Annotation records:
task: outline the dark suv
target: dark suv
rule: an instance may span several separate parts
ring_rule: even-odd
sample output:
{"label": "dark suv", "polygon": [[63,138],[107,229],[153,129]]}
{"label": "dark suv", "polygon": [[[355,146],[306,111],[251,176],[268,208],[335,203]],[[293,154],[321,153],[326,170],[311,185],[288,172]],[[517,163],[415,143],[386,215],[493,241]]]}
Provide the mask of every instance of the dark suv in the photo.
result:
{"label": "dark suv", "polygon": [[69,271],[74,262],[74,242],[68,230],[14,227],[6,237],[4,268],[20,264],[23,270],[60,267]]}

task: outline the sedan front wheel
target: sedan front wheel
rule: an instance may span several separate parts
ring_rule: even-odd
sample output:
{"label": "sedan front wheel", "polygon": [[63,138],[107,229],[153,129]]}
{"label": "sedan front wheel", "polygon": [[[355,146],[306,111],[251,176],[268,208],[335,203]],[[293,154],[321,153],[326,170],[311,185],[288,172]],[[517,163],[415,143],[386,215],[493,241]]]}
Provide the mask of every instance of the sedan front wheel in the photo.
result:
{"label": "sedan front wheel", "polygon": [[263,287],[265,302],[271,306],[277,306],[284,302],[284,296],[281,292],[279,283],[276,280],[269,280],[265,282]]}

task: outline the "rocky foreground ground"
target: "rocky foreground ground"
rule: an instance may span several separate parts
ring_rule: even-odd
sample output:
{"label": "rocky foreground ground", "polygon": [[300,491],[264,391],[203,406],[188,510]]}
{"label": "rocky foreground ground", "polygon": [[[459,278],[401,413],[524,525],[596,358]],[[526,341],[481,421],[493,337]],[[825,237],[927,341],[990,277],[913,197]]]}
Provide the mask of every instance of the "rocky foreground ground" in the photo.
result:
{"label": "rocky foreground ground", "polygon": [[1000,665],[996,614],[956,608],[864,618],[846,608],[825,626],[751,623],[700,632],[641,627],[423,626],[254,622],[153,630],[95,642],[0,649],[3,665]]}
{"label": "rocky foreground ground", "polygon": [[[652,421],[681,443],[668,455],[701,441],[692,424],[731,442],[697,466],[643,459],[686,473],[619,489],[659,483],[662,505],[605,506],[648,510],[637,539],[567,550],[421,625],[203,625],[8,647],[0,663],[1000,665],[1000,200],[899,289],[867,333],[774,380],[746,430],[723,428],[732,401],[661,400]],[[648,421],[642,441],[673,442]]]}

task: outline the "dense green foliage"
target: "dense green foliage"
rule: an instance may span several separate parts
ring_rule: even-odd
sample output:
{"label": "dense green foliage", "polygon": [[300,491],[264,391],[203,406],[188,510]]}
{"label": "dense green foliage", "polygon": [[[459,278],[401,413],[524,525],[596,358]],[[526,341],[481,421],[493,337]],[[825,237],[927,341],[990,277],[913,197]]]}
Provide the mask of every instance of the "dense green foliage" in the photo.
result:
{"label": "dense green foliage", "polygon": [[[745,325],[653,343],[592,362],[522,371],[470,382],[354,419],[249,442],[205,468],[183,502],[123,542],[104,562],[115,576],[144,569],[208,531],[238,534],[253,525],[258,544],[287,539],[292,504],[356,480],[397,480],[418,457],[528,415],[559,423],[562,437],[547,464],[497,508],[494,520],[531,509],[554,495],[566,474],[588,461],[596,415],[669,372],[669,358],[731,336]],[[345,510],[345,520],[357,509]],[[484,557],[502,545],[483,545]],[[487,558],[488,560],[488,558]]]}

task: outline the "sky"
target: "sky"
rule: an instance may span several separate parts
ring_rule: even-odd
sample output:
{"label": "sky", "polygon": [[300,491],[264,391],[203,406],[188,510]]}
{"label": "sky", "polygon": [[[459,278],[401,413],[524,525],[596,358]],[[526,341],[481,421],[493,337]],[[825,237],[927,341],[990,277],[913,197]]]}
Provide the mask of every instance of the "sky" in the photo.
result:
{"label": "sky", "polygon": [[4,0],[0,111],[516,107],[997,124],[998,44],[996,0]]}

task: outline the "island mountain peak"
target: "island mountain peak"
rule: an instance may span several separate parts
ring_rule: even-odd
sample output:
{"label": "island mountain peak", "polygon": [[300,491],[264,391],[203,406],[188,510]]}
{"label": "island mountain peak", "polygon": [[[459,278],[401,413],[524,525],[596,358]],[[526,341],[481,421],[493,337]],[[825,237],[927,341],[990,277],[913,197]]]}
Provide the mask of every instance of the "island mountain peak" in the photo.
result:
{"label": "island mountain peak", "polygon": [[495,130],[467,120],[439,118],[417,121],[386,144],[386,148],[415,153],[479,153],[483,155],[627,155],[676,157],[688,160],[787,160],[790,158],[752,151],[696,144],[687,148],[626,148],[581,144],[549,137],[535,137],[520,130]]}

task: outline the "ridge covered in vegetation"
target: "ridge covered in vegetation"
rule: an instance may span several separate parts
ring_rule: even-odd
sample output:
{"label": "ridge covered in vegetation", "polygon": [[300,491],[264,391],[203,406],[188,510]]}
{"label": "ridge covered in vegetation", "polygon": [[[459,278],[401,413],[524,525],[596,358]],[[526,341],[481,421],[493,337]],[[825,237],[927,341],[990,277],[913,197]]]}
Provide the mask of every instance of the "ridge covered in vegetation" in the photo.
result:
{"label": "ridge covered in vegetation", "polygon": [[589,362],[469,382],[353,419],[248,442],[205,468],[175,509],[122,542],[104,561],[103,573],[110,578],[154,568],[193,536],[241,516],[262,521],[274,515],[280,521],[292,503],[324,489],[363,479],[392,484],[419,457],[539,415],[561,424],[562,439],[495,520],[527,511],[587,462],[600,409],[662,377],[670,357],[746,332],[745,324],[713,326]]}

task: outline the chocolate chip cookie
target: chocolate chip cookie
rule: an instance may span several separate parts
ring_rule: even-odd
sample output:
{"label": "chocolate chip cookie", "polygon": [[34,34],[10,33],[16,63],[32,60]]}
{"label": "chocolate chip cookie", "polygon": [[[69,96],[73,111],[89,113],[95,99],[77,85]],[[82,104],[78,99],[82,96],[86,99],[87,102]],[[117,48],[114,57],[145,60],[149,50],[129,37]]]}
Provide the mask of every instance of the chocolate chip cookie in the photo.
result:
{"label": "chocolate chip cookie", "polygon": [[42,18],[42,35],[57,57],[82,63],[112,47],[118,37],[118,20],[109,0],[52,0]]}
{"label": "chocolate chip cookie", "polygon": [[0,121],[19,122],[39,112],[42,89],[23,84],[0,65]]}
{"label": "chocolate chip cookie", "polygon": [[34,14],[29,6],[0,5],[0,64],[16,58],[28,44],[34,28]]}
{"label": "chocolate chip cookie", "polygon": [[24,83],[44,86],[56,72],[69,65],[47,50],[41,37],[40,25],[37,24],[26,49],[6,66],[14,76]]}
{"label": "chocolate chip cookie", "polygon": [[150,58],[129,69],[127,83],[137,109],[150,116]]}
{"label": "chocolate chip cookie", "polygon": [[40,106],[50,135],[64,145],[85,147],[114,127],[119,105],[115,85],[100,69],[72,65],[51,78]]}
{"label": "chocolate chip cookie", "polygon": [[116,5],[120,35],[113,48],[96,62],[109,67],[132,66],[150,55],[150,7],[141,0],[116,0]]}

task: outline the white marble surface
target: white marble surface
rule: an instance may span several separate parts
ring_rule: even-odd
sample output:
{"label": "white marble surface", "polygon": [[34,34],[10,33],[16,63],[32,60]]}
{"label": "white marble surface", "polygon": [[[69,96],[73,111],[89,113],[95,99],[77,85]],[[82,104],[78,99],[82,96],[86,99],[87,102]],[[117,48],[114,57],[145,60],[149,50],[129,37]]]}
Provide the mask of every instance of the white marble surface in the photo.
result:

* * *

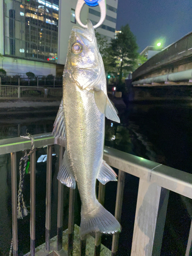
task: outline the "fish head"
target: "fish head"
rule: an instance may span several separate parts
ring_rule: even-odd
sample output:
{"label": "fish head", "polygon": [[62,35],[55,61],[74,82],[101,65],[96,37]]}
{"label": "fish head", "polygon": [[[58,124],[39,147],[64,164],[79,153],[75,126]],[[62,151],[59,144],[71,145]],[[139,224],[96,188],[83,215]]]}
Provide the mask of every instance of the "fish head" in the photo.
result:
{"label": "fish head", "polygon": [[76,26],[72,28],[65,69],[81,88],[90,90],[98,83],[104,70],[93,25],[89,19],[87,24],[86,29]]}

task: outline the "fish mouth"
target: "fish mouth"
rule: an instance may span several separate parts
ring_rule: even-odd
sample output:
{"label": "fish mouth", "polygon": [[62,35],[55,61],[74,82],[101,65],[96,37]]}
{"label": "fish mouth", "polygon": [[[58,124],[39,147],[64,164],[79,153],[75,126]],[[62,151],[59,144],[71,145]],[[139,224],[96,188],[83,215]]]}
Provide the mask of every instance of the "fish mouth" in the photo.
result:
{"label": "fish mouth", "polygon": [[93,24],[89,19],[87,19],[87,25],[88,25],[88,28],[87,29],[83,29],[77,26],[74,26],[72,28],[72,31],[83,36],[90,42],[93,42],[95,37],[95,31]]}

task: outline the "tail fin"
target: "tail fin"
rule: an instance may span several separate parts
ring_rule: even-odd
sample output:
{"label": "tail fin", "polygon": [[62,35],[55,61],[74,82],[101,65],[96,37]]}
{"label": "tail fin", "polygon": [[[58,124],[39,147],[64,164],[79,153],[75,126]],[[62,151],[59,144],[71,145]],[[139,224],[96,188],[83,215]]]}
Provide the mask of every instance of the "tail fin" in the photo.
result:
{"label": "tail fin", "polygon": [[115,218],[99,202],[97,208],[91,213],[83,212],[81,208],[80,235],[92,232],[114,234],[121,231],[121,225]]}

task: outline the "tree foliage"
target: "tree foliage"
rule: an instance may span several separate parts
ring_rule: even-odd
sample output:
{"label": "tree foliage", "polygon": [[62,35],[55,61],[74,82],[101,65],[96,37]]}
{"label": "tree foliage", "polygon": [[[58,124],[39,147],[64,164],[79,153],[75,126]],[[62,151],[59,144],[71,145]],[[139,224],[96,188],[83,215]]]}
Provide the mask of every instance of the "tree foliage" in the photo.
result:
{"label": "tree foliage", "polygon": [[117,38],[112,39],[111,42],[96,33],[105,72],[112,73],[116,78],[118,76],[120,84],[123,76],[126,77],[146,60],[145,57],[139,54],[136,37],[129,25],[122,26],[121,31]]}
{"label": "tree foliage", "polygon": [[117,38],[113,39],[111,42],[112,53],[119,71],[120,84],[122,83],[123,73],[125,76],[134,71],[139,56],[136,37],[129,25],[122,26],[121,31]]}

- Task statement -
Report every line of the items above that contains the word "island".

- Final result -
task: outline the "island mountain peak"
target: "island mountain peak"
{"label": "island mountain peak", "polygon": [[300,491],[264,391],[203,406],[188,510]]}
{"label": "island mountain peak", "polygon": [[[459,278],[401,413],[524,525],[596,358]],[[526,341],[481,421],[493,337]],[[825,237],[927,341],[990,277],[913,197]]]}
Provide the mask of every instance of the "island mountain peak" in the photo.
{"label": "island mountain peak", "polygon": [[495,130],[467,120],[439,118],[417,121],[386,144],[386,148],[415,153],[479,153],[483,155],[627,155],[676,157],[688,160],[787,160],[790,158],[752,151],[696,144],[687,148],[626,148],[581,144],[549,137],[535,137],[520,130]]}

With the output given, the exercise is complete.